--- START OF Listed entries ---
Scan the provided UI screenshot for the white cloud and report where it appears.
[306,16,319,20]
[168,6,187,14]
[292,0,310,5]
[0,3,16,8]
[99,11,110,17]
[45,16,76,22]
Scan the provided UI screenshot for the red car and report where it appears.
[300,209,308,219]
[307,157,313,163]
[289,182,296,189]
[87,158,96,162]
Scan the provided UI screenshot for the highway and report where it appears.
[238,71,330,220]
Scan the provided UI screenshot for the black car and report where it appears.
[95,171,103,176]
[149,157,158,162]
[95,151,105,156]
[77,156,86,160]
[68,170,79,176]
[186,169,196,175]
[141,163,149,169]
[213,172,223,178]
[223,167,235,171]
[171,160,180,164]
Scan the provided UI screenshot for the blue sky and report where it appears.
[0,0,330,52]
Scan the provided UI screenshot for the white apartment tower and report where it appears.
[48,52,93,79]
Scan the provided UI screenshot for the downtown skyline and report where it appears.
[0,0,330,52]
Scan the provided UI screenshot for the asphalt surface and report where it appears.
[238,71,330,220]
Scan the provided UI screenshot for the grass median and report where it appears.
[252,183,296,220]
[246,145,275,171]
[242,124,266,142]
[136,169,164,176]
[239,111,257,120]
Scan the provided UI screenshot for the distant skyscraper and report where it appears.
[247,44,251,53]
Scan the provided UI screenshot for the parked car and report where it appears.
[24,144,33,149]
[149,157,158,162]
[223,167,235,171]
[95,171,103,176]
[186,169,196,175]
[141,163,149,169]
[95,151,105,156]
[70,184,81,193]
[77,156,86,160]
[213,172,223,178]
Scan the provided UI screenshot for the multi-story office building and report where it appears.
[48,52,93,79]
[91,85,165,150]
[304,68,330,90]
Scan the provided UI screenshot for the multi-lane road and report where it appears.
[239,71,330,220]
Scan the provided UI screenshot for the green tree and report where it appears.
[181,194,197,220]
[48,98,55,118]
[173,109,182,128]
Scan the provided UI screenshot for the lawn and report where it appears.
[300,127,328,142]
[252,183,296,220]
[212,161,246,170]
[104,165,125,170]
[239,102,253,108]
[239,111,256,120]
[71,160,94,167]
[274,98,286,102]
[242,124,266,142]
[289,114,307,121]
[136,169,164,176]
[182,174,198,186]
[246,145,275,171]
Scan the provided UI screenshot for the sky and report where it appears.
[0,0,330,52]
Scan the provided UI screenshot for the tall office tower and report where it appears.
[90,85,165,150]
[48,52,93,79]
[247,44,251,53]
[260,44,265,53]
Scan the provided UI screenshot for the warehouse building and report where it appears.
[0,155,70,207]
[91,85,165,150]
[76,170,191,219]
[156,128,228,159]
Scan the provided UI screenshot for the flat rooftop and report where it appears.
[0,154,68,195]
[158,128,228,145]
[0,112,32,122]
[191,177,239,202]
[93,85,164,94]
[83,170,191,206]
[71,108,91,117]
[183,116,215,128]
--- END OF Listed entries ---
Identify each line above that contains the string "multi", treating case as significant, and copy those lines out in full.

Scan the provided UI screenshot for the multi-story office building and report where it appears.
Scan the provided UI screenshot for the multi-lane road and report where it appears.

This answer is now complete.